I used to be involved in access work for those from underprivileged backgrounds.

It's very difficult to get poor kids to apply to University even if they have the grades, for reasons I expect are pretty similar (social environment, not 'fitting in', having few role models, etc).

Going back further - tons of them simply don't have the grades or skills, because they weren't interested early on, or weren't supported, or whatever else.

They fall behind at an early age. They're stuck in an environment that doesn't support them.

Changing the statistical makeup of people at that sort of level - at the end of the funnel, after all of the filtering - is really difficult. You need good reason to do so. It's still not clear to me that it actually makes sense - is the world actually better off if half the Ivies are made of poor kids, or have you just shuffled around status (is it zero sum)? Do you get better results - what are the better results you're looking for?

This stuff is difficult.

3 comments

to follow up on that: at the high end universities do make an effort to recruit clever kids from underprivileged backgrounds, and they implement programs to bring them up to speed; there are pre-freshmen programs, summer classes, supplement lectures, peer mentorship, &c pp. It actually works.

That said, what is the focus on individual diversity good for? It's the system that holds people back, and as the parent poster says, no amount of individual effort at the end of the funnel is going to make any difference.

high end universities do make an effort to recruit clever kids from underprivileged backgrounds

I'll believe that when I see recruiters from high end universities out on the reservations in the US, but I guess imposters are easier.

Earlier the year the wife interviewed for a learning support position at an Ivy, and her hosts for lunch were two students who grew up and went to school in an Hispanic ghetto in LA.

I do not know how school outreach works, but she said they do manage to enculturate people quickly once they are on campus, and the summer programs are grueling for the participants. They include the social parts about fitting in.

A place in LA is a bit easier to get to then somewhere out where they put the reservations.

__EXTRACTED ENTRIES__:
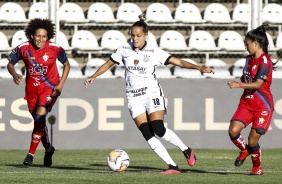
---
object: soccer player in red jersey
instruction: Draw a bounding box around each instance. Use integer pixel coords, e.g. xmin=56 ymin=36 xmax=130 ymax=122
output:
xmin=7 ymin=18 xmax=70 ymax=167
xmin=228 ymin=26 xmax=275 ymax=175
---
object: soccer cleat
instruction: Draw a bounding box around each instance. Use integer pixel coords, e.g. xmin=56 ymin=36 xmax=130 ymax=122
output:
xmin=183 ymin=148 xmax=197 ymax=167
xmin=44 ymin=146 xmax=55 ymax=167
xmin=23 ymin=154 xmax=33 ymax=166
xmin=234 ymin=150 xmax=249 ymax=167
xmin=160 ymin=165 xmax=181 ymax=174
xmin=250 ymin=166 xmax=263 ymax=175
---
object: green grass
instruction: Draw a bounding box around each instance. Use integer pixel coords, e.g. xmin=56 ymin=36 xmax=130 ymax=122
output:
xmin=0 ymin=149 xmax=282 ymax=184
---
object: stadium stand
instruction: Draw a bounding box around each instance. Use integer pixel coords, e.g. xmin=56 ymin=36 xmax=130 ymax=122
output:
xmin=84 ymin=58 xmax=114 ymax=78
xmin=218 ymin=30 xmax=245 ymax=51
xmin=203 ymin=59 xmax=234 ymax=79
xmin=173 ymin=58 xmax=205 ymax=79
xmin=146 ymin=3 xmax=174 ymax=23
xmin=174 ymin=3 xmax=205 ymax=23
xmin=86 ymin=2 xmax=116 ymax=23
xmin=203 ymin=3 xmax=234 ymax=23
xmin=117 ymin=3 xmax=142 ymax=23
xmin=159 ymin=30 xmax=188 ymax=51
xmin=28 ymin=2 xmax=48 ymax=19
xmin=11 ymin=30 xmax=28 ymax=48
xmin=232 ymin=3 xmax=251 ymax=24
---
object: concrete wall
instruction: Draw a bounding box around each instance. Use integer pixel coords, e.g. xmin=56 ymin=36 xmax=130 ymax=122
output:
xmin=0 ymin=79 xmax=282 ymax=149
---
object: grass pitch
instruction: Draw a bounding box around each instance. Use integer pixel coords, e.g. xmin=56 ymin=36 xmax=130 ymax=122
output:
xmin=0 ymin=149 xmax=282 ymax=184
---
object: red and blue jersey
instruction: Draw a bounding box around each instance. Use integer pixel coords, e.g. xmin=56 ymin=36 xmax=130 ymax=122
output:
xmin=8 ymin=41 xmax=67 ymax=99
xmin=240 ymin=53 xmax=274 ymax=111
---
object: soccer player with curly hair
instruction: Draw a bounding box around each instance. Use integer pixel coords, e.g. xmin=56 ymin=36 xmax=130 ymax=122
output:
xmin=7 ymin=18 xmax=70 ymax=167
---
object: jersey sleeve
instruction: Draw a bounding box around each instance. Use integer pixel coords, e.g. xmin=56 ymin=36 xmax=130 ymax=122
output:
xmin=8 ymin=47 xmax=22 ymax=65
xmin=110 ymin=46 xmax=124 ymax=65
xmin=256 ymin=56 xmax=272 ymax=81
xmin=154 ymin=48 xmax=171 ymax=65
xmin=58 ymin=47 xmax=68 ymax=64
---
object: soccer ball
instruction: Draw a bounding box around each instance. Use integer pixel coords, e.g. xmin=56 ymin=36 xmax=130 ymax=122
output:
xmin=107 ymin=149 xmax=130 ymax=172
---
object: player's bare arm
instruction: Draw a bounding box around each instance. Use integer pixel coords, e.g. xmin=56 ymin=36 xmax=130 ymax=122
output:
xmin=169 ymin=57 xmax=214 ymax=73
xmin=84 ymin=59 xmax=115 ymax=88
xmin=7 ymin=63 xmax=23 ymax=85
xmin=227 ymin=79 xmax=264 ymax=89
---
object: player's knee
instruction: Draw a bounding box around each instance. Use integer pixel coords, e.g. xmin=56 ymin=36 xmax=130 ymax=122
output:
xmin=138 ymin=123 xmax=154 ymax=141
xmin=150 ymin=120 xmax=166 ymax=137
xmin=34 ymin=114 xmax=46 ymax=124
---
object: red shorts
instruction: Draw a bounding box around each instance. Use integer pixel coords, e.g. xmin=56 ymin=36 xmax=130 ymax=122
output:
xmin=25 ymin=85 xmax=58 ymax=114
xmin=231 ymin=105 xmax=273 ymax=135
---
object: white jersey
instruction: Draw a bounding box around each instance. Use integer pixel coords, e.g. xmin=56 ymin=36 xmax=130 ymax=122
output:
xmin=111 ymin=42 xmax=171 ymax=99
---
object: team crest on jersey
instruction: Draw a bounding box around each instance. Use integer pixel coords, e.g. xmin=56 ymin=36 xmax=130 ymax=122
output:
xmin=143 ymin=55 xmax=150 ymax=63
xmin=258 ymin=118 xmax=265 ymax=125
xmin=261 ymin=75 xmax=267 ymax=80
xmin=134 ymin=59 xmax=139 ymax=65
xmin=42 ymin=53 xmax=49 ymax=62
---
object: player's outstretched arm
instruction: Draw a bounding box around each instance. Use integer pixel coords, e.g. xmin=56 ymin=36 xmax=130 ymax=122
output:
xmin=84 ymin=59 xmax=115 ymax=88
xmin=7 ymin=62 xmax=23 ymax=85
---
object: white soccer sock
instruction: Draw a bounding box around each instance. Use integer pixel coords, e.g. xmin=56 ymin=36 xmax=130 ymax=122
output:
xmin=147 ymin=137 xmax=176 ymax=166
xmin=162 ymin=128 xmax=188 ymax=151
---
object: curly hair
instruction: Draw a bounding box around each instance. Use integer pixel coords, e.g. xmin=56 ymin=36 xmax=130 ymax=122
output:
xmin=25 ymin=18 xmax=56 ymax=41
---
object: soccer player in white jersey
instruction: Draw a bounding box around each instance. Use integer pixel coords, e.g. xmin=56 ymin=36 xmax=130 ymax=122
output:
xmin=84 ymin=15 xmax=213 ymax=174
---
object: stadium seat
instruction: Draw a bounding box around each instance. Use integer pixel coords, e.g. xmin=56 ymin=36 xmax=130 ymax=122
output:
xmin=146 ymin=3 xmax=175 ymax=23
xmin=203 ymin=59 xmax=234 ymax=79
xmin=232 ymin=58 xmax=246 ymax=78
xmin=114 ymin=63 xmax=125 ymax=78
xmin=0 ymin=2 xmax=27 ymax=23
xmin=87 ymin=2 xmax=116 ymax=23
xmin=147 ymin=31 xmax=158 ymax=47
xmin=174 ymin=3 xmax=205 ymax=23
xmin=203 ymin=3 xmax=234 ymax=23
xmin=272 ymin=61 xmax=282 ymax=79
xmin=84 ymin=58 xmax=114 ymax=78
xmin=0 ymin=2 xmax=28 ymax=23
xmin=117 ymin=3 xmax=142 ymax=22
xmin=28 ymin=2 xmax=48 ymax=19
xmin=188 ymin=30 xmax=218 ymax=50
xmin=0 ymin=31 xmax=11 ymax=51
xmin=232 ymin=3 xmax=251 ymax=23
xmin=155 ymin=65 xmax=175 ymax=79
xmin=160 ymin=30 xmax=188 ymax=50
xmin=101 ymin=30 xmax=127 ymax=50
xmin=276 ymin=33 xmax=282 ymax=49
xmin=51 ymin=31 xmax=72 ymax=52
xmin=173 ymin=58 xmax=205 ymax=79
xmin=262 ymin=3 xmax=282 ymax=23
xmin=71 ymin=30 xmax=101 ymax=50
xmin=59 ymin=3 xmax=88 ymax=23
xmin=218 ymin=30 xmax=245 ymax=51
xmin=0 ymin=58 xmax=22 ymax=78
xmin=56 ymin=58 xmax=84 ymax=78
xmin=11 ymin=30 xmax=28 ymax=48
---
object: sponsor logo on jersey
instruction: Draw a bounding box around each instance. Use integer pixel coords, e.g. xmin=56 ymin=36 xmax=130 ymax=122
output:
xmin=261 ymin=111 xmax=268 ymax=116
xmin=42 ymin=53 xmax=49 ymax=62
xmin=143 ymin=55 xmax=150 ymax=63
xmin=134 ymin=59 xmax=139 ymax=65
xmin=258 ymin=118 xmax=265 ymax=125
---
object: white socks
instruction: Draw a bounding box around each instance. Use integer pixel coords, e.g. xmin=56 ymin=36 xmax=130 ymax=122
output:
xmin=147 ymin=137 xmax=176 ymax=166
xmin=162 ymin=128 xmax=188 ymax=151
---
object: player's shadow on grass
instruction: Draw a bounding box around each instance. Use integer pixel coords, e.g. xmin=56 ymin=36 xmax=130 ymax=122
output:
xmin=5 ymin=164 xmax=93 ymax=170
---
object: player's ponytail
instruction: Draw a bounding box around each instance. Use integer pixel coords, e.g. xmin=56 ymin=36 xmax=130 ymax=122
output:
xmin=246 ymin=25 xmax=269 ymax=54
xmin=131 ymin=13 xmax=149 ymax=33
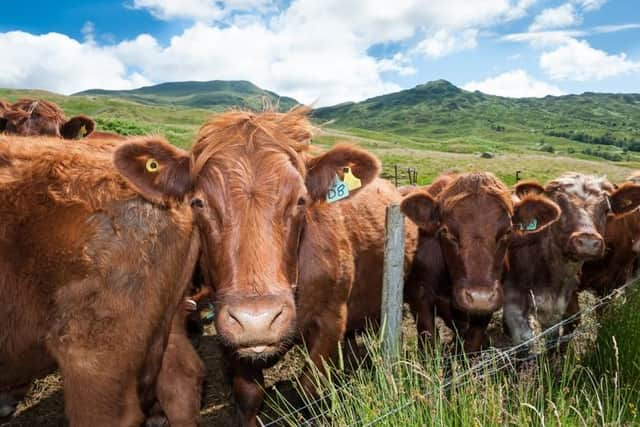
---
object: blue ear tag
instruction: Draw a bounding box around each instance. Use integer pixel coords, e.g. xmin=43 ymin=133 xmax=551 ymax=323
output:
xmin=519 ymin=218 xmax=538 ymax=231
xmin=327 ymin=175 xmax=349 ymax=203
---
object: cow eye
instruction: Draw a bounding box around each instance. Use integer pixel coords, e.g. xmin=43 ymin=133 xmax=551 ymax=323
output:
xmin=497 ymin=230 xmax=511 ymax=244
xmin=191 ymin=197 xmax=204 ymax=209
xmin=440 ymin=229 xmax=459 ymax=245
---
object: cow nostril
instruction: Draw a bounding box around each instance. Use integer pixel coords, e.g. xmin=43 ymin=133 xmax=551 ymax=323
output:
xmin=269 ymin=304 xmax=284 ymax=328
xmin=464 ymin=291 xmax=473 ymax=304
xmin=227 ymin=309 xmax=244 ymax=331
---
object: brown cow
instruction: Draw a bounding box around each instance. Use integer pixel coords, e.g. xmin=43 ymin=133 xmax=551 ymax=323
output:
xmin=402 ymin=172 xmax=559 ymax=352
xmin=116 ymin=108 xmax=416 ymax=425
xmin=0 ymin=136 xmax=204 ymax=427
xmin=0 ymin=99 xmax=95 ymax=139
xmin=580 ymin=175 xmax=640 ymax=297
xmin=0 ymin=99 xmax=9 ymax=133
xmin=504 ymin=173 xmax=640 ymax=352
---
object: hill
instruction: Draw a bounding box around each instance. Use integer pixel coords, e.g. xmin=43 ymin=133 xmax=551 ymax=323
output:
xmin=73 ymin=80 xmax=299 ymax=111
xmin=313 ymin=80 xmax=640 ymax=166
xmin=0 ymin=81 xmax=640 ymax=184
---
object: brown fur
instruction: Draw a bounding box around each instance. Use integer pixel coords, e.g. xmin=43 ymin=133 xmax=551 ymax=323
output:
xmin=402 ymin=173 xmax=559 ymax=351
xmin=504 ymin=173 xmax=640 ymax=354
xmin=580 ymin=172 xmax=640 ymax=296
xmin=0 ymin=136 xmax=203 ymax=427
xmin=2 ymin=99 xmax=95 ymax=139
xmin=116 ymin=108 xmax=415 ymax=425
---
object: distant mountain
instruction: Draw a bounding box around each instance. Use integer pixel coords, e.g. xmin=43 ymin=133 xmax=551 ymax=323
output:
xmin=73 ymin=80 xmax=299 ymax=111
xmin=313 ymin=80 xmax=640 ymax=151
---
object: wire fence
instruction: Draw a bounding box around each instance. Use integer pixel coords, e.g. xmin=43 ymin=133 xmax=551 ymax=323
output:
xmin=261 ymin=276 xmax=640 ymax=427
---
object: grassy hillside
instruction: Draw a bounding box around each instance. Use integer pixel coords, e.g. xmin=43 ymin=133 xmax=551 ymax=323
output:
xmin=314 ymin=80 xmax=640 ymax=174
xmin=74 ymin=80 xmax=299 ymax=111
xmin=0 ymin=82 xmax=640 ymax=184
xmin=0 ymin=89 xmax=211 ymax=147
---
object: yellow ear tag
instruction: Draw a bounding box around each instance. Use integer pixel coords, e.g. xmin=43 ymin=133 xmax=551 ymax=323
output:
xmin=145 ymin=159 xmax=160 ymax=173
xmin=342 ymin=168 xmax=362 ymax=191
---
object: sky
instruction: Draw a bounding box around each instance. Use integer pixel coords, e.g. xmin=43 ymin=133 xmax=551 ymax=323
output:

__THINGS TO DO__:
#1 Reproduce the entire discussion of university access for underprivileged students word for word.
#2 Extract the lines of the records verbatim, running from the start of the records through the line holding "xmin=0 ymin=79 xmax=282 ymax=149", both ends inclusive. Leave the pictures out of your answer.

__RESULTS OF THE EXERCISE__:
#1
I used to be involved in access work for those from underprivileged backgrounds.

It's very difficult to get poor kids to apply to University even if they have the grades, for reasons I expect are pretty similar (social environment, not 'fitting in', having few role models, etc).

Going back further - tons of them simply don't have the grades or skills, because they weren't interested early on, or weren't supported, or whatever else.

They fall behind at an early age. They're stuck in an environment that doesn't support them.

Changing the statistical makeup of people at that sort of level - at the end of the funnel, after all of the filtering - is really difficult. You need good reason to do so. It's still not clear to me that it actually makes sense - is the world actually better off if half the Ivies are made of poor kids, or have you just shuffled around status (is it zero sum)? Do you get better results - what are the better results you're looking for?

This stuff is difficult.

3 comments

to follow up on that: at the high end universities do make an effort to recruit clever kids from underprivileged backgrounds, and they implement programs to bring them up to speed; there are pre-freshmen programs, summer classes, supplement lectures, peer mentorship, &c pp. It actually works.

That said, what is the focus on individual diversity good for? It's the system that holds people back, and as the parent poster says, no amount of individual effort at the end of the funnel is going to make any difference.

high end universities do make an effort to recruit clever kids from underprivileged backgrounds

I'll believe that when I see recruiters from high end universities out on the reservations in the US, but I guess imposters are easier.

Earlier the year the wife interviewed for a learning support position at an Ivy, and her hosts for lunch were two students who grew up and went to school in an Hispanic ghetto in LA.

I do not know how school outreach works, but she said they do manage to enculturate people quickly once they are on campus, and the summer programs are grueling for the participants. They include the social parts about fitting in.

A place in LA is a bit easier to get to then somewhere out where they put the reservations.

#2
---
object: soccer player in red jersey
instruction: Draw a bounding box around each instance. Use integer pixel coords, e.g. xmin=56 ymin=36 xmax=130 ymax=122
output:
xmin=7 ymin=18 xmax=70 ymax=167
xmin=228 ymin=26 xmax=275 ymax=175
---
object: soccer cleat
instruction: Draw a bounding box around each instance. Use integer pixel coords, e.g. xmin=56 ymin=36 xmax=130 ymax=122
output:
xmin=183 ymin=148 xmax=197 ymax=167
xmin=44 ymin=146 xmax=55 ymax=167
xmin=23 ymin=154 xmax=33 ymax=166
xmin=234 ymin=150 xmax=249 ymax=167
xmin=160 ymin=165 xmax=181 ymax=174
xmin=250 ymin=166 xmax=263 ymax=175
---
object: green grass
instruction: Draw a bounding box around each instance. Use integer pixel coords, e.g. xmin=56 ymin=36 xmax=130 ymax=122
output:
xmin=0 ymin=149 xmax=282 ymax=184
---
object: stadium stand
instruction: Draw a bounding box around each instance. Use integer pixel coords, e.g. xmin=56 ymin=36 xmax=130 ymax=122
output:
xmin=84 ymin=58 xmax=114 ymax=78
xmin=218 ymin=30 xmax=245 ymax=51
xmin=203 ymin=59 xmax=234 ymax=79
xmin=173 ymin=58 xmax=205 ymax=79
xmin=146 ymin=3 xmax=174 ymax=23
xmin=174 ymin=3 xmax=205 ymax=23
xmin=86 ymin=2 xmax=116 ymax=23
xmin=203 ymin=3 xmax=234 ymax=23
xmin=117 ymin=3 xmax=142 ymax=23
xmin=159 ymin=30 xmax=188 ymax=51
xmin=28 ymin=2 xmax=48 ymax=19
xmin=11 ymin=30 xmax=28 ymax=48
xmin=232 ymin=3 xmax=251 ymax=24
---
object: concrete wall
instruction: Draw a bounding box around each instance. Use integer pixel coords, e.g. xmin=56 ymin=36 xmax=130 ymax=122
output:
xmin=0 ymin=79 xmax=282 ymax=149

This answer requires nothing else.